▶ Location annotation dataset excerpts:

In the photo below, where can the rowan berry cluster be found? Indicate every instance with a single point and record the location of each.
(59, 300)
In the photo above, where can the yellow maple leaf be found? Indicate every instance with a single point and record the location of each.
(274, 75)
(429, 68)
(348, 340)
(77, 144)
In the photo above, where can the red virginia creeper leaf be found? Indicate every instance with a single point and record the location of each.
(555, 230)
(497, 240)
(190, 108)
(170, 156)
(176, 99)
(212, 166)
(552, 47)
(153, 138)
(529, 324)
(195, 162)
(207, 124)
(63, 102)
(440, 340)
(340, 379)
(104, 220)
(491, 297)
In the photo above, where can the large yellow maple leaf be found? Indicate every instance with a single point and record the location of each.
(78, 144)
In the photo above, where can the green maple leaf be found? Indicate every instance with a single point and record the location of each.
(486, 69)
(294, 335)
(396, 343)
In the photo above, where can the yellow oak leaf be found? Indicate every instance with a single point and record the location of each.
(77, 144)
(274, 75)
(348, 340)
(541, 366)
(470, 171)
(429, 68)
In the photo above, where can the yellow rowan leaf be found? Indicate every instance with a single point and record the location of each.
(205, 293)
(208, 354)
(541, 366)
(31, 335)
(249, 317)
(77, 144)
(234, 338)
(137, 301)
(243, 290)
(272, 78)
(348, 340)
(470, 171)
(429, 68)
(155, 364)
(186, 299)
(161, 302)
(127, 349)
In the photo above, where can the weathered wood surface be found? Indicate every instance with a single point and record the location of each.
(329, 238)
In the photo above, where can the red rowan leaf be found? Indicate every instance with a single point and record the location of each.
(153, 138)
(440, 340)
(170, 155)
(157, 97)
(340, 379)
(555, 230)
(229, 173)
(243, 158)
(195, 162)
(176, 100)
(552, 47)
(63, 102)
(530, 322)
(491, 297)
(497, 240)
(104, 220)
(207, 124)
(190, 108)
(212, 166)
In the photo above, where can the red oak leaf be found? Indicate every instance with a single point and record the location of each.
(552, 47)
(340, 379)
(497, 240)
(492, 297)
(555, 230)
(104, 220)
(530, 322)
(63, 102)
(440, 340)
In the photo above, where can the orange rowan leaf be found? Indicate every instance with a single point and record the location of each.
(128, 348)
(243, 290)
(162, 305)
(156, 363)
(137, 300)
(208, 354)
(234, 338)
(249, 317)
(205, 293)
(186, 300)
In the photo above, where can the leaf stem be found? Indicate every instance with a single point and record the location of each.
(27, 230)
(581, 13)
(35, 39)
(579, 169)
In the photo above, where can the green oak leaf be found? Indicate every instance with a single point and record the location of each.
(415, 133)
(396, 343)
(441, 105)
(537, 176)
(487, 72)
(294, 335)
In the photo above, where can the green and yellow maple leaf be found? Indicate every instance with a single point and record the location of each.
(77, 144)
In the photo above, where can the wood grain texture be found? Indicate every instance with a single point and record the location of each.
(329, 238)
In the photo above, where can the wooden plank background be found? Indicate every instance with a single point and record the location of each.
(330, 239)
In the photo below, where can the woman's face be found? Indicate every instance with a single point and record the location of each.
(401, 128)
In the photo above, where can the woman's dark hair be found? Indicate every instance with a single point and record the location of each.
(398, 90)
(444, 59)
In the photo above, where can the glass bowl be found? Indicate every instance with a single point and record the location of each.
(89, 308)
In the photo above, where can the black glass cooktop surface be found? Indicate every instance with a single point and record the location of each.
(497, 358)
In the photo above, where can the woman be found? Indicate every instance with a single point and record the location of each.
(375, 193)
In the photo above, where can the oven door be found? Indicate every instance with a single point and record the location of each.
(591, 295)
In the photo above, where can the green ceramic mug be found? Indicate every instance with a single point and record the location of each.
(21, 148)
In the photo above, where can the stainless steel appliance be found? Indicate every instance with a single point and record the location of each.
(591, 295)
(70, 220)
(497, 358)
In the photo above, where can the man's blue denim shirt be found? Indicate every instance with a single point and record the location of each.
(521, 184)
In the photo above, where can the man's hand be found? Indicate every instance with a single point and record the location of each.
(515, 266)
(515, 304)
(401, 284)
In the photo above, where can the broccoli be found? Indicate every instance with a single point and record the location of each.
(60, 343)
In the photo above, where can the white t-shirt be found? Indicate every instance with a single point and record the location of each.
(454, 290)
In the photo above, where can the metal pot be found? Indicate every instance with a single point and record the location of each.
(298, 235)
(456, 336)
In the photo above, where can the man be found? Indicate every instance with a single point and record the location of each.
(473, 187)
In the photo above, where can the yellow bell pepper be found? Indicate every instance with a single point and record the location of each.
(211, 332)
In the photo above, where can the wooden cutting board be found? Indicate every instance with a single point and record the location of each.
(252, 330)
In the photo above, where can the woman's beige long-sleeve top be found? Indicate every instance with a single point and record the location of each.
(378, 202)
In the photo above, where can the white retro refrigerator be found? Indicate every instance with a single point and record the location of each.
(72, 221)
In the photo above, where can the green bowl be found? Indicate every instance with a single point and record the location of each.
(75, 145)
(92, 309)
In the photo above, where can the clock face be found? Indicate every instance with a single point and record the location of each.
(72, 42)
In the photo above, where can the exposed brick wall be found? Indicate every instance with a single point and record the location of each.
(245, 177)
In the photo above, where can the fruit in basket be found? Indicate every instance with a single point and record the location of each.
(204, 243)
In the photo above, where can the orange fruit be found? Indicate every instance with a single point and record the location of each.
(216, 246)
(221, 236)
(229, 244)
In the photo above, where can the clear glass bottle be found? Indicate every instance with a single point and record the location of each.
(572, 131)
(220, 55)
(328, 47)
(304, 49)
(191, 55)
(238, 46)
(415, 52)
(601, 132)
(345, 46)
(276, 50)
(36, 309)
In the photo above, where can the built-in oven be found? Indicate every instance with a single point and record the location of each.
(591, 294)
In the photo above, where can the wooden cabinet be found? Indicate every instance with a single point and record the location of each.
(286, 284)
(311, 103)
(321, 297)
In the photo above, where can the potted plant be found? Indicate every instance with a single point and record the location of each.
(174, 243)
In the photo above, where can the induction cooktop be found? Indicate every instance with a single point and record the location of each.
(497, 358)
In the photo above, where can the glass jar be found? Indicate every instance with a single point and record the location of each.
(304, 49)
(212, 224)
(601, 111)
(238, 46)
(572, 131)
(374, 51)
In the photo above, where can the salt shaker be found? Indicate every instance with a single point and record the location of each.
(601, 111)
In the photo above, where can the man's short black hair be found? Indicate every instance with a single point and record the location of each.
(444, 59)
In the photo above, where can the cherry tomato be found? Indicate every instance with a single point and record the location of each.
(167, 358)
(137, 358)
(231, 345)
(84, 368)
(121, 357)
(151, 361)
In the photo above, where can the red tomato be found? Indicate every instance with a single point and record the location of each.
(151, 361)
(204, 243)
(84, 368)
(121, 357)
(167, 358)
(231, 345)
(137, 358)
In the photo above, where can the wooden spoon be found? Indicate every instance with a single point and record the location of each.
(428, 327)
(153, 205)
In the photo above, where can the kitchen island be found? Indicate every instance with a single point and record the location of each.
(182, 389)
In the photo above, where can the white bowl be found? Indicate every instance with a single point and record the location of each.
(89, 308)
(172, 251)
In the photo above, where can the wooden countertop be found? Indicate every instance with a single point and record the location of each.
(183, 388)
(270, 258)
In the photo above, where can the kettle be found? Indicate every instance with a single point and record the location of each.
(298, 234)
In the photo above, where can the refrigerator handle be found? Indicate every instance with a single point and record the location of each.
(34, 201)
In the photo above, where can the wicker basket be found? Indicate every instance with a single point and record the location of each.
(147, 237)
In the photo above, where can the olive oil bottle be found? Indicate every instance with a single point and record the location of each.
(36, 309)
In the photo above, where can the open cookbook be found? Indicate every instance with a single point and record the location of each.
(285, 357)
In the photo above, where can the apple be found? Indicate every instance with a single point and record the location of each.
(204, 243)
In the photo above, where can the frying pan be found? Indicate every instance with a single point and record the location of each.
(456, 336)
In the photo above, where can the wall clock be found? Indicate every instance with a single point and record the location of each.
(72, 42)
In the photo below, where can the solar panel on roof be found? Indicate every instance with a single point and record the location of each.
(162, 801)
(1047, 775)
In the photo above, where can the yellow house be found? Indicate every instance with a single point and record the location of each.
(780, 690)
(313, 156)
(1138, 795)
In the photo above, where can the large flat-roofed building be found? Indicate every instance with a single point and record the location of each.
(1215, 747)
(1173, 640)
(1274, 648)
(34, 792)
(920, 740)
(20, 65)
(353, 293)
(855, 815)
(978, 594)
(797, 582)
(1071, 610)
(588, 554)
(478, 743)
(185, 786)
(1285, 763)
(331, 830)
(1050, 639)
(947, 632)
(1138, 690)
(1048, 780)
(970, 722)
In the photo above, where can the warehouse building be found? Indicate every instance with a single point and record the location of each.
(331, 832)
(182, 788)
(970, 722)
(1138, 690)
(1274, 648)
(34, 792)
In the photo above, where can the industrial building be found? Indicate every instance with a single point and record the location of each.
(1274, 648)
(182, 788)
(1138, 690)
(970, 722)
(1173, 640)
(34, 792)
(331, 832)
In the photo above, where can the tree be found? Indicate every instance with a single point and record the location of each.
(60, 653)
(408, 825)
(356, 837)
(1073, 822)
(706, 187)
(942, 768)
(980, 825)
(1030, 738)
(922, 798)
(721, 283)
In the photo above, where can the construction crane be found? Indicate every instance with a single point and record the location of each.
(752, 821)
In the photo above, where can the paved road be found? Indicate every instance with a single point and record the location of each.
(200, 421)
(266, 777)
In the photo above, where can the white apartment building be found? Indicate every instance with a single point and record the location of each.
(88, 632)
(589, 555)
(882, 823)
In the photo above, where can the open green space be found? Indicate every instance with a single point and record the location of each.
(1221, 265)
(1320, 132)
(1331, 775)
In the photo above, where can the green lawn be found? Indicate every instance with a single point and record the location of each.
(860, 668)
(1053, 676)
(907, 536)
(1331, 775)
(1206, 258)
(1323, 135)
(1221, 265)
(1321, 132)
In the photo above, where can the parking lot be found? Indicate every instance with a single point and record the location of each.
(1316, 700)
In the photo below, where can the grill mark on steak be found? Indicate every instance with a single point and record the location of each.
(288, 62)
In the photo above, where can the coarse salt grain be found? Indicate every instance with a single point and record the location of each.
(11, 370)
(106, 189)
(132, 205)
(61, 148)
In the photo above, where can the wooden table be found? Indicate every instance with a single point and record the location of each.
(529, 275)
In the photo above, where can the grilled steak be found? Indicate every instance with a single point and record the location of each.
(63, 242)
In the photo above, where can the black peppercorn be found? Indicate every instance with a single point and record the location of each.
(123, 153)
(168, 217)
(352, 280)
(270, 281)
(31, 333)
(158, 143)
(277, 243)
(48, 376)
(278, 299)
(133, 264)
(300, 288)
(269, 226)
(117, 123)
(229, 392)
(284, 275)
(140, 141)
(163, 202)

▶ Given task: Nothing outside the span should appear: transcribe the lines from the one containing "In the photo above, where can the wooden table" through the last line of the records.

▶ Answer to the exercise:
In the photo above, where can the wooden table be found? Indicate every instance with a single point and record the location of each.
(529, 275)
In the photo above, where can the grilled steak be found? Indicate every instance with a single point and record the location of each.
(63, 242)
In the photo above, where can the black peppercorn be found? Indicate every instance with a single point and record the location of each.
(123, 153)
(168, 217)
(352, 280)
(270, 281)
(31, 333)
(158, 143)
(277, 243)
(48, 376)
(278, 299)
(133, 264)
(300, 288)
(269, 226)
(117, 123)
(229, 392)
(284, 275)
(140, 141)
(163, 202)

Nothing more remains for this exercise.